Extracted entries:

——————————

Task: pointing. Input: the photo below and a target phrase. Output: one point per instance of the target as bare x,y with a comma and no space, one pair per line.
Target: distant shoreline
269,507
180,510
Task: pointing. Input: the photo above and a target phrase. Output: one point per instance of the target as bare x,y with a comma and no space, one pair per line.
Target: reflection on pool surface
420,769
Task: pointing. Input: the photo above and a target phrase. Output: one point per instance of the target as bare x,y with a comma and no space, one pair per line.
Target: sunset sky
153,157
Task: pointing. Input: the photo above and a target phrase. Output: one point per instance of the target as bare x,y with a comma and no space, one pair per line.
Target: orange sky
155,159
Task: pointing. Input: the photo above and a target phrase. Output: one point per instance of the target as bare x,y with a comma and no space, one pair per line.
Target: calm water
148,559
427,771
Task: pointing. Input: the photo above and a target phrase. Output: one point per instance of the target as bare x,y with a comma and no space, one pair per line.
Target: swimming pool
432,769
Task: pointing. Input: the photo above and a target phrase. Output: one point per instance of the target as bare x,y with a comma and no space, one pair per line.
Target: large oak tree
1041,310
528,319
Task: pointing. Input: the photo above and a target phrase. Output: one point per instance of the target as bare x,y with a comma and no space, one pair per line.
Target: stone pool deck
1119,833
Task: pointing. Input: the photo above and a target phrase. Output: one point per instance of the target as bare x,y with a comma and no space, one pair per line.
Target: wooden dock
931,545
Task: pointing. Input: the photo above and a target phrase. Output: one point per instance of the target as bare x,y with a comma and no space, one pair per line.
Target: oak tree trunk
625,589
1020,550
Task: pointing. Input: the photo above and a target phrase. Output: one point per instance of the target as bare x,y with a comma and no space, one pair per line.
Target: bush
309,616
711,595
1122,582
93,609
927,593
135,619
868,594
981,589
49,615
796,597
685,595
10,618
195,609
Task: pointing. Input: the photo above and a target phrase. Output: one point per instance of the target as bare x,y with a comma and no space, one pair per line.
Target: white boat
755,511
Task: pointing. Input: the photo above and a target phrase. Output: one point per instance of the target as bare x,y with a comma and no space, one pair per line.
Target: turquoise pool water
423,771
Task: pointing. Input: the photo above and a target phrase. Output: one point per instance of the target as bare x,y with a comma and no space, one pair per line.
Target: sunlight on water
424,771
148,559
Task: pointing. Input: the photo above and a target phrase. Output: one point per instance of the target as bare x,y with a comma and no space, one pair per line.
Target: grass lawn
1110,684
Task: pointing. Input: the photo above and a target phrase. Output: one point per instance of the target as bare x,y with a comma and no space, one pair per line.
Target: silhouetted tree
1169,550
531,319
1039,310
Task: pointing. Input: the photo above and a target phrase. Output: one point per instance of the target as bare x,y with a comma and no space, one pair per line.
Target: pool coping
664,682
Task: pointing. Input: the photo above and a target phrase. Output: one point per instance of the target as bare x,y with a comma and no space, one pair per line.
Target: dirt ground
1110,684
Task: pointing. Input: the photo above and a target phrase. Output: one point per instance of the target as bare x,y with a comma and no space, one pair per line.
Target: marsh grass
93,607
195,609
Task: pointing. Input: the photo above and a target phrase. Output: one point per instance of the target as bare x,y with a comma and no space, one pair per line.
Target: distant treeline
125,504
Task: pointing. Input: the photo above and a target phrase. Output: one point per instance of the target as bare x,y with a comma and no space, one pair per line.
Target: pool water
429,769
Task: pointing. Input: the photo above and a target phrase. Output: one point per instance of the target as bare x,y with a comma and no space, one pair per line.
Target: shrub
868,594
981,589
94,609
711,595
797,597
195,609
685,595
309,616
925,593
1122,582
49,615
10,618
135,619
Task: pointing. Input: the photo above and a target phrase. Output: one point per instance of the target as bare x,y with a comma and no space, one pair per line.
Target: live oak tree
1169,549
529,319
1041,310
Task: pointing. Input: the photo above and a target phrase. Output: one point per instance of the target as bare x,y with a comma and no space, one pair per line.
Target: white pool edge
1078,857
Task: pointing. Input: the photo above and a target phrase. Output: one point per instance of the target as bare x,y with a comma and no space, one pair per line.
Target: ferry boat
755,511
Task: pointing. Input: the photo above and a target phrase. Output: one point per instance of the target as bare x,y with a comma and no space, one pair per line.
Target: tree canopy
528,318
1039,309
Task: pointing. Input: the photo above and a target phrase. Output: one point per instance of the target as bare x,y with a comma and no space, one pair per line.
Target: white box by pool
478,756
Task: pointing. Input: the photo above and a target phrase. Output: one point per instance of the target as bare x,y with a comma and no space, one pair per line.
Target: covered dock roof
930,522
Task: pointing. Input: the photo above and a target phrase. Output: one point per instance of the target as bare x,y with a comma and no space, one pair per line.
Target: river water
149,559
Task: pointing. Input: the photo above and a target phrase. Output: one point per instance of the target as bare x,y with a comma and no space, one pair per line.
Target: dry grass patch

——————————

Work order: Print each record again. Nothing may be left out.

Exercise output:
Task: pointing. Input: the photo below and a target phrase. Output: one point per instance of the target as bare x,y with a comma and no space, one pair per line.
Target: distant shoreline
269,507
180,510
Task: pointing. Input: the photo above and a target phrase. Output: one point per instance of the target as bare x,y with a comma and no space, one pair per line.
Target: reflection on pool surface
420,769
Task: pointing. Input: the photo above and a target phrase. Output: one point per instance of the target as bare x,y with a comma and no space, one pair per line.
Target: sunset sky
153,157
Task: pointing. Input: the photo above and a target phrase. Output: one point per instance of the target as bare x,y with a comma and no space, one pair per line.
Target: orange sky
155,159
Task: pointing. Input: the photo above and a target phrase. Output: one point per instance of the target as bare x,y with a comma and no space, one pair per line.
Target: calm water
148,559
427,771
Task: pointing. Input: the photo above and a target phrase. Output: one point per instance of the target as bare x,y with a comma and no space, one pair per line.
Target: swimming pool
432,769
Task: pointing. Input: the photo above and a target phrase. Output: one point per instance of the target as bare x,y with a comma and no space, one pair per line.
Target: large oak tree
1041,310
528,319
Task: pointing. Input: the photo above and a target phrase. Output: one point per instance of the target as bare x,y with a comma and no space, one pair per line.
Target: stone pool deck
1119,833
Task: pointing. Input: the photo above and a target phrase. Output: one point per instance of the target as bare x,y with a comma and no space, one pair per line.
Target: wooden dock
931,545
Task: pointing. Input: the photo above and a target phrase. Output: one point per instance of the target as bare x,y with a comma and no space, one pair per line.
Target: oak tree trunk
625,589
1020,550
Task: pointing. Input: the photo above and a target phrase. Output: one point per instance of the target as bare x,y with a comma and no space, one pair per line.
Target: bush
309,616
711,595
1122,582
93,609
927,593
135,619
868,594
981,589
49,615
796,597
685,595
10,618
195,609
Task: pointing. Input: the photo above and a target phrase. Output: one point per instance of the target as bare x,y with a comma and no space, one pair per line.
Target: white boat
755,511
Task: pointing. Input: the photo above and a target phrase. Output: one point per instance of the target as bare x,y with a comma and no space, one pair per line.
Target: turquoise pool water
423,771
Task: pointing. Input: the photo above and a target phrase. Output: one point per instance of the target as bare x,y with a comma and no space, one pair per line.
Target: sunlight on water
424,771
148,559
Task: pointing. Input: the photo above and a target phrase. Output: one point per instance of the target as bare x,y with a comma and no space, one pair per line.
Target: grass lawn
1110,684
Task: pointing. Input: the photo above and a target phrase. Output: one point per instance of the target as bare x,y with a comma and no space, one pair per line.
Target: silhouetted tree
1169,550
531,319
1039,310
Task: pointing. Input: the photo above and a target phrase. Output: one point per instance of the target as bare x,y with a comma and no space, one pair per line.
Target: pool coping
664,682
Task: pointing. Input: the photo above and a target phrase. Output: one point per instance of the target as bare x,y with a comma and no space, one pair per line.
Target: dirt ground
1110,684
Task: pointing. Input: the photo above and a target phrase. Output: one point per instance of the target as bare x,y with a comma and no space, one pair per line.
Target: marsh grass
93,607
195,609
Task: pointing. Input: the photo above and a target phrase. Output: one point per instance of the target as bare x,y with a comma and no space, one pair per line.
Target: distant treeline
125,504
Task: pointing. Input: the photo above and a target phrase. Output: one point per instance of the target as bare x,y with a comma and no space, one pair per line.
Target: pool water
429,769
Task: pointing. Input: the photo above and a target phrase. Output: one point per instance of the target as bare x,y with a comma and no space, one pair per line.
Target: shrub
868,594
981,589
94,609
711,595
797,597
195,609
685,595
309,616
925,593
1122,582
49,615
10,618
135,619
Task: pointing. Input: the photo above and a target phrase. Output: one point per instance of the target as bare x,y with a comma and no space, one pair per line.
Target: live oak tree
1169,549
529,319
1041,310
Task: pointing. Input: the photo above and a target phrase. Output: one point per instance of the target as bare x,y with a comma and no space, one pair per line.
Target: white pool edge
1078,857
Task: pointing. Input: the photo above and a target phrase. Output: one point per instance of the target as bare x,y with a comma and no space, one pair per line.
Target: ferry boat
755,511
Task: pointing. Input: the photo above and a target phrase. Output: one point per instance of the target as bare x,y with a comma and no space, one pair per line.
Target: tree canopy
528,318
1039,309
Task: pointing. Input: the photo above and a target phrase. Output: one point per instance of the target as bare x,y with a comma and no space, one pair per line.
Target: white box by pool
478,756
Task: pointing. Input: the photo above and a target phrase. Output: one point per instance of the target as bare x,y with a comma and no space, one pair per line.
Target: covered dock roof
930,522
Task: pointing. Input: the photo above and a target phrase. Output: one point per instance of the target as bare x,y with a comma and no space, one pair per line.
Target: river water
149,559
Task: pointing. Input: the photo above and a target phrase. Output: one point per instance of the target as bare x,y with a comma and no space, one pair per line.
Target: dry grass patch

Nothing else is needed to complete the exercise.